**What to work on**
Reproduce only this range: the line holding "Target: white wall" through the last line of the data below, both included, exactly, with no pictures.

[Records contained in a dataset]
————————

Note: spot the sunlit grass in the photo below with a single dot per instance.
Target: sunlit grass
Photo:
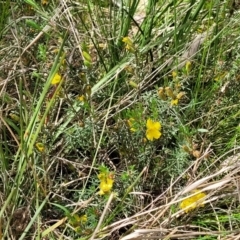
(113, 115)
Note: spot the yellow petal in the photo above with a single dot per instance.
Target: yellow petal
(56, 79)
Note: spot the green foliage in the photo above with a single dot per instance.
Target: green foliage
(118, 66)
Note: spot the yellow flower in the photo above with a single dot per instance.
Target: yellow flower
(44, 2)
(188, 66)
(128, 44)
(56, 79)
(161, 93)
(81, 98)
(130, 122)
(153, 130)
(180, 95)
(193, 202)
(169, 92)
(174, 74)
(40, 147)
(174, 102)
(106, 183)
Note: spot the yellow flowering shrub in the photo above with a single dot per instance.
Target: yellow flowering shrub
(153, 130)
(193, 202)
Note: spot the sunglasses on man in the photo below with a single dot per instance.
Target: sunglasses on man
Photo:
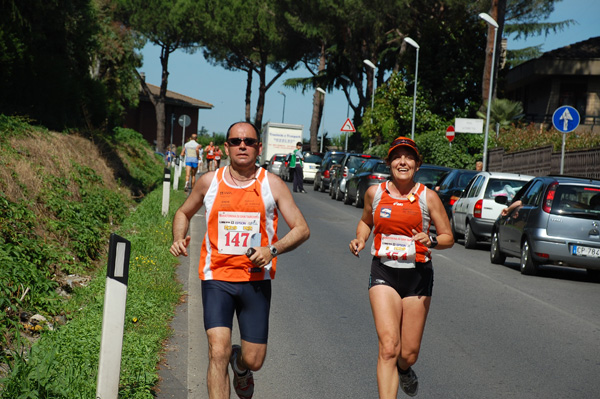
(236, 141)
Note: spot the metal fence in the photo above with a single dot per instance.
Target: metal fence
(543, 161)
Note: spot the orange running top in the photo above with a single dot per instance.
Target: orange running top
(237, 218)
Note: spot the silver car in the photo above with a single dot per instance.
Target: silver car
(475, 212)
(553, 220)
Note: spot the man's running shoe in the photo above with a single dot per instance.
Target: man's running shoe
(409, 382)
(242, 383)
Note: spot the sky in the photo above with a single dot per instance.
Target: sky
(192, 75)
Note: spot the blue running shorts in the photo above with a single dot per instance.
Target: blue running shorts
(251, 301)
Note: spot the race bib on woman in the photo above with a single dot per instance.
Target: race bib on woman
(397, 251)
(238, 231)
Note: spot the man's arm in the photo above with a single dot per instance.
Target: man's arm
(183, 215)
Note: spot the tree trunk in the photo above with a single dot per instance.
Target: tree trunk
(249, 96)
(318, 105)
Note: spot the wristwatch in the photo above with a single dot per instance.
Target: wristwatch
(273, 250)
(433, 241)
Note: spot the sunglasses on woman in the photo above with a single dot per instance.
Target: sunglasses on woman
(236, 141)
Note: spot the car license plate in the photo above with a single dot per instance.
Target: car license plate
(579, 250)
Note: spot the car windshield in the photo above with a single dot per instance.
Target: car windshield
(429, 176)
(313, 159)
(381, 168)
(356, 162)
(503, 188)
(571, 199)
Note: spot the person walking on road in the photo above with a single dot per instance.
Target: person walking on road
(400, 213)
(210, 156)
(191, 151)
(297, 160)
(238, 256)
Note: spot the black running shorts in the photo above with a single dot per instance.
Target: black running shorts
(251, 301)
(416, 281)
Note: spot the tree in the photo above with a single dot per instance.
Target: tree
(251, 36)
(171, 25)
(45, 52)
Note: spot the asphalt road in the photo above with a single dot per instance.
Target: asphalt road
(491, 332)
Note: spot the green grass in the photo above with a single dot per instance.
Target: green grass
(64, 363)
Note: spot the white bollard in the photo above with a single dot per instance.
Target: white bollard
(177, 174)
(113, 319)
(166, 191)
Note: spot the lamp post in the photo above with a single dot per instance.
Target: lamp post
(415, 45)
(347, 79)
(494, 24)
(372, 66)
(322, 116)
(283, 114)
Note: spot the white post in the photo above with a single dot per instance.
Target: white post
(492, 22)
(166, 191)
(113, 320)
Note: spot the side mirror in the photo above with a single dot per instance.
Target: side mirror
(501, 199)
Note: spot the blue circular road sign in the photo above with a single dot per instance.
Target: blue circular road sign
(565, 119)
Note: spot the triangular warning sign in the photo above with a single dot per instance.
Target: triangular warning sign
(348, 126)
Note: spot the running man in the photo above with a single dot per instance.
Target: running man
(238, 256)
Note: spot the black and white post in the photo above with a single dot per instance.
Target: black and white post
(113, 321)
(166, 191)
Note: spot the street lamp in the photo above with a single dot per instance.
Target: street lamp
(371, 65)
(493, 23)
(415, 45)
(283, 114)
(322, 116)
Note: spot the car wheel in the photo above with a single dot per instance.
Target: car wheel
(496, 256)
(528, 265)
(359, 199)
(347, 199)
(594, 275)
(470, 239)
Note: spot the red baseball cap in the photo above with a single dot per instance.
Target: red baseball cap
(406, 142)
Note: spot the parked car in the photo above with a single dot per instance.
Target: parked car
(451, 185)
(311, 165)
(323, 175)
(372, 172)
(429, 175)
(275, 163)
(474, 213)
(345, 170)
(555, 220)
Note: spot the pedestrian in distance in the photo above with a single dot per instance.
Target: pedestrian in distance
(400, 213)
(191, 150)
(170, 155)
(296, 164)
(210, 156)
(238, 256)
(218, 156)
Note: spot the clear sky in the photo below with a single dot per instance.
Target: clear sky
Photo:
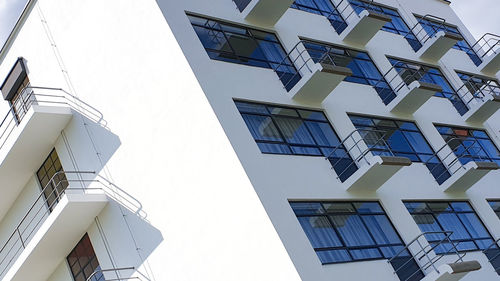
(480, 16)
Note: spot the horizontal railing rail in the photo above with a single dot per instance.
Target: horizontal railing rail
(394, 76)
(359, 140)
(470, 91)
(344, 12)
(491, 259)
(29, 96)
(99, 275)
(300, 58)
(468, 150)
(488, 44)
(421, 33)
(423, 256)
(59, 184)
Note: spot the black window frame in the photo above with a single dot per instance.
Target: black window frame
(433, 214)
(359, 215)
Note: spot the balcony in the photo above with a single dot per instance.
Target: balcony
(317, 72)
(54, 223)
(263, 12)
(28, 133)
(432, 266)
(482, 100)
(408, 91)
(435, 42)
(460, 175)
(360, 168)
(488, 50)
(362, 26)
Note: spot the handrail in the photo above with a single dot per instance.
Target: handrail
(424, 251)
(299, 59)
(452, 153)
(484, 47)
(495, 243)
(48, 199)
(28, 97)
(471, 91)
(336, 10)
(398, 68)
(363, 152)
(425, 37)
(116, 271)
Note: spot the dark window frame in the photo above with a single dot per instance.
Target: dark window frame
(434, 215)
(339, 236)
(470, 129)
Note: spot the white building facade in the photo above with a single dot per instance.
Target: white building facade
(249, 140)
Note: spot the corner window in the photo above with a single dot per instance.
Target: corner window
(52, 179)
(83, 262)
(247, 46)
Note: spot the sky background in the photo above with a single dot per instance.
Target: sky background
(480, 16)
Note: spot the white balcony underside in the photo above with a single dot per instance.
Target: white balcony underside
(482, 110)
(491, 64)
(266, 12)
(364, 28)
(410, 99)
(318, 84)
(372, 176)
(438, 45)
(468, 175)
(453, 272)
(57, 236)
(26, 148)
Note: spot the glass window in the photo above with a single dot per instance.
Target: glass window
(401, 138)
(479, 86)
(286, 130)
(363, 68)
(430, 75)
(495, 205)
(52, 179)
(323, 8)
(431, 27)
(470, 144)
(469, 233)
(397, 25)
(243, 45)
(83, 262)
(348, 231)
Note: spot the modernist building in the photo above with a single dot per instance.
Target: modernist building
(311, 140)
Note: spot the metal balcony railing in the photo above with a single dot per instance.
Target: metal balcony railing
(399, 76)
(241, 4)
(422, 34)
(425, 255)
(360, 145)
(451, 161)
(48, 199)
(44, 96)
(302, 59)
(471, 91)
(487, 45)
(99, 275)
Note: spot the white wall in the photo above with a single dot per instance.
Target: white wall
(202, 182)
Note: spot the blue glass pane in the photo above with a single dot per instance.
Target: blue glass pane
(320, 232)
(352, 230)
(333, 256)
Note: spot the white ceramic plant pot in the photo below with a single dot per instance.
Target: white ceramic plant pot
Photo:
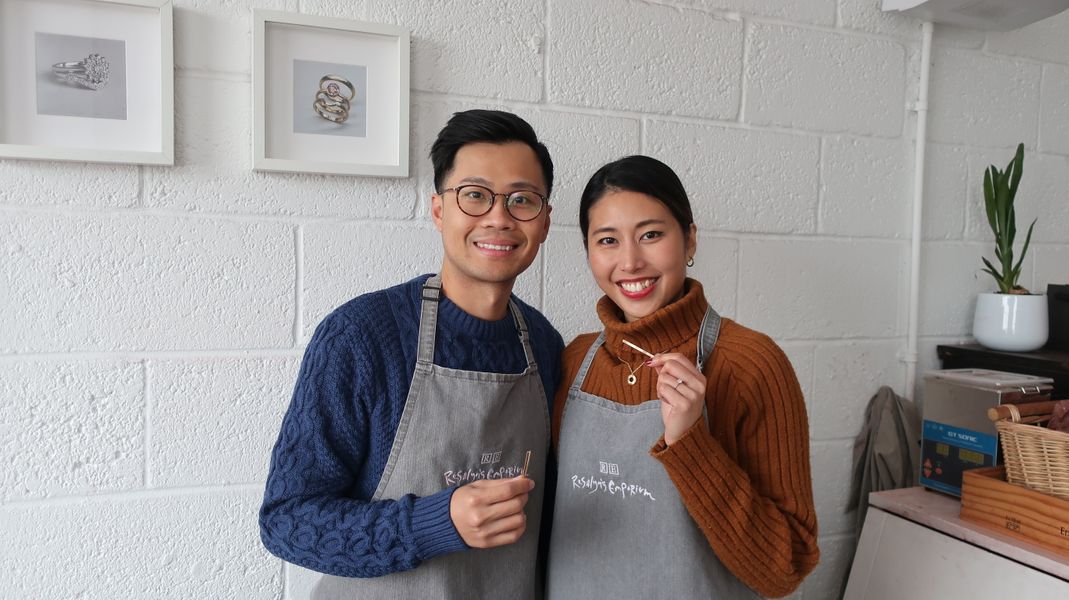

————————

**Solved exercise**
Target: white wall
(202, 182)
Note: spot the blue glass pane in the photo above with a single dot per instance.
Target: blue glass pane
(320, 232)
(352, 230)
(333, 256)
Note: spot the white ceramic plant pot in the photo below with a single dot per instance.
Target: white ceramic plant pot
Photo:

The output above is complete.